• _SELECTED TEXT_
━━━━

Studio album by Raintime
- Released: 21 March 2007
- Recorded: 2006
- Genre: Melodic death metal Power metal Progressive metal
- Label: Lifeforce Records (Europe), Replica Records, Soundholic Records (Japan), Bieler Bros (USA, Canada & UK)
- Producer: Tommy Hansen

Raintime chronology
| Tales From Sadness (2005) | Flies & Lies (2007) | Psychromatic (2010) |

= Flies & Lies =

Flies & Lies is the second release from the Italian melodic death metal band Raintime. It was released in 2007, in Japan on 21 March, in Sweden, United States, Canada, and the United Kingdom on 25 May, and 28 May for the rest of Europe.

It was produced by Tommy Hansen.

━━━━

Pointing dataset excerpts
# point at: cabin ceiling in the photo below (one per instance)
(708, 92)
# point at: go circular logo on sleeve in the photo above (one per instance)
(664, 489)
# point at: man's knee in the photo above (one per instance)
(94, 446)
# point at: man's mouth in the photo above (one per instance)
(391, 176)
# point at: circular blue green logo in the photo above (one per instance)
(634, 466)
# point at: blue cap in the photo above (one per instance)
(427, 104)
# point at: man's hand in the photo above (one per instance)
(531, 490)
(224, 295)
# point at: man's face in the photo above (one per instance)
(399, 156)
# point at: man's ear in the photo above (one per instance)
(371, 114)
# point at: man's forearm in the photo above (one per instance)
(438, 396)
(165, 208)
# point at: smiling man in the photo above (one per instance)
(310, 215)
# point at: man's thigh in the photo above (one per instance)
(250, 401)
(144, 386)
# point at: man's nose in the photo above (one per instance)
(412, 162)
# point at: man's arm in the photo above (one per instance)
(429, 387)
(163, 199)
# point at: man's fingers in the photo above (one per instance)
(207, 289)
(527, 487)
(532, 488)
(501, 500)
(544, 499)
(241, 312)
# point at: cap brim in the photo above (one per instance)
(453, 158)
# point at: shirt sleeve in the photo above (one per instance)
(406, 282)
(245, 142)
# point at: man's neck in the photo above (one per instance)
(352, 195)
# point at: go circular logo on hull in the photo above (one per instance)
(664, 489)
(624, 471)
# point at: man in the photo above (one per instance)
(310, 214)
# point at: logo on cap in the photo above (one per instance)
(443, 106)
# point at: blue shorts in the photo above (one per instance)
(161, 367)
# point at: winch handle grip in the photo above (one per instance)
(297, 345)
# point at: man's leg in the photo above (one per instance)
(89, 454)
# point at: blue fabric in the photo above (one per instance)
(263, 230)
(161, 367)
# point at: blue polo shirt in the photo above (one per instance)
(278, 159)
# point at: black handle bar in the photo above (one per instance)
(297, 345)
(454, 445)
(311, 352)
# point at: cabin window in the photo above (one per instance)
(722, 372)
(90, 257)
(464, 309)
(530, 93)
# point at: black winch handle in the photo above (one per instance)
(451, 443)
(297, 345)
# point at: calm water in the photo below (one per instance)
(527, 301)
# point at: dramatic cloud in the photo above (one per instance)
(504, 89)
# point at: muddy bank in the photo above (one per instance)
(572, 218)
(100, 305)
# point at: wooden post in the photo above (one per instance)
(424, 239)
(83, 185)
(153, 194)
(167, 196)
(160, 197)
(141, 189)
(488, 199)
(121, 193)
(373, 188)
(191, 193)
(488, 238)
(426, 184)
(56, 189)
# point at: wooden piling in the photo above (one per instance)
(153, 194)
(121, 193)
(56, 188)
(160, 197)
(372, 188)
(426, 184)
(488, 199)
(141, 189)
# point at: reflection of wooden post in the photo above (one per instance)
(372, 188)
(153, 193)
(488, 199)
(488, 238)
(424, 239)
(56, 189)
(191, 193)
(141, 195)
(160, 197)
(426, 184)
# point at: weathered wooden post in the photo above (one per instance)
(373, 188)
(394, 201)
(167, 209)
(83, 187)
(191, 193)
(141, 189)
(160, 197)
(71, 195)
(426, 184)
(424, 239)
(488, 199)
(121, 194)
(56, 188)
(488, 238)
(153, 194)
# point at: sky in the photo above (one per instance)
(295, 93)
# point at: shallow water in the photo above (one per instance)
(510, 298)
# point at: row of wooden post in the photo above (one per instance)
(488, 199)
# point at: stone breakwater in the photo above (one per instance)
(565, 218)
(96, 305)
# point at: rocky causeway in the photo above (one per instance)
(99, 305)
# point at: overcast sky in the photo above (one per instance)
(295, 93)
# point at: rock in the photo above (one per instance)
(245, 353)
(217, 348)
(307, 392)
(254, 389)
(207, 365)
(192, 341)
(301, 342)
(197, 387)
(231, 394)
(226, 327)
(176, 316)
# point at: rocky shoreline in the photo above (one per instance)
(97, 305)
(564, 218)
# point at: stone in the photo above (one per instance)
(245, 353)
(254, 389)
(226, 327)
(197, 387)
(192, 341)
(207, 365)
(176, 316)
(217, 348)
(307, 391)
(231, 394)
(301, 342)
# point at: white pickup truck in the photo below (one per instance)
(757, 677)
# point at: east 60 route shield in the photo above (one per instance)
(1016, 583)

━━━━

• _EXERCISE BRIEF_
Answer these questions using the text on Flies & Lies.
1. On what date was the album released in the United Kingdom?
2. Who produced the album?
3. Which album follows Flies & Lies in the Raintime chronology?

• _RIGHT ANSWER_
1. 25 May 2007
2. Tommy Hansen
3. Psychromatic (2010)